Nevada is one of nine states to have “legalized” recreational marijuana use and one of 33 states to have “legalized” medical marijuana (marijuana use for any purpose remains illegal under federal law). Nevada also makes it unlawful to refuse to hire an applicant because he or she engages in the lawful use of any product outside the premises of the employer during nonworking hours if that use does not adversely affect the ability to perform his or her job duties. Until now, it was unclear whether that protection extended to off-duty marijuana use. In June 2019, Nevada became the first state to prohibit employers from refusing to hire an applicant who tests positive for marijuana use.
It is an unlawful employment practice to fail or refuse to hire an applicant because the applicant submitted to a screening test that revealed the presence of marijuana. A “screening test” means a test of a person’s blood, urine, hair or saliva to detect the general presence of a controlled substance or any other drug. If an employer requires an employee to submit to a screening test within the first 30 days of employment, the employee can submit to an additional screening test, at his or her own expense, to rebut the results of the initial screening test. The employer must accept and give appropriate consideration to the results of that second screening test.
-=-=-
Brief 1:
Update the Nevada marijuana hiring text from "It is an unlawful" up to and including "second screening test.", putting "sweat" in place of "saliva".
Brief 2:
According to the Nevada marijuana hiring text, when did Nevada become the first state to prohibit employers from refusing to hire an applicant who tests positive for marijuana use?
Brief 3:
List every substance from a person's body that a "screening test" may test, as defined in the Nevada marijuana hiring text.
The records that come next have no connection to the Nevada marijuana hiring text.

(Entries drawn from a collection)
-=-=-
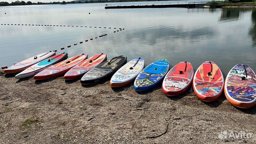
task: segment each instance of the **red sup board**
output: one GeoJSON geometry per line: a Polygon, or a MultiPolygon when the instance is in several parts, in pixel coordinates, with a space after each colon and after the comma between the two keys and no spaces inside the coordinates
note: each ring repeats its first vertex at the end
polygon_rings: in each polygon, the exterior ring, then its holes
{"type": "Polygon", "coordinates": [[[66,80],[81,78],[87,71],[107,60],[107,54],[96,54],[84,60],[68,71],[64,79],[66,80]]]}
{"type": "Polygon", "coordinates": [[[209,102],[219,98],[223,90],[224,78],[217,64],[206,62],[198,68],[193,79],[195,93],[200,100],[209,102]]]}
{"type": "Polygon", "coordinates": [[[59,62],[44,69],[34,76],[36,80],[44,80],[54,78],[66,73],[76,65],[88,57],[87,54],[76,55],[59,62]]]}
{"type": "Polygon", "coordinates": [[[180,95],[192,84],[194,70],[190,63],[182,62],[169,71],[163,82],[162,88],[168,96],[180,95]]]}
-=-=-
Final answer 1:
It is an unlawful employment practice to fail or refuse to hire an applicant because the applicant submitted to a screening test that revealed the presence of marijuana. A “screening test” means a test of a person’s blood, urine, hair or sweat to detect the general presence of a controlled substance or any other drug. If an employer requires an employee to submit to a screening test within the first 30 days of employment, the employee can submit to an additional screening test, at his or her own expense, to rebut the results of the initial screening test. The employer must accept and give appropriate consideration to the results of that second screening test.

Final answer 2:
In June 2019.

Final answer 3:
Blood, urine, hair, saliva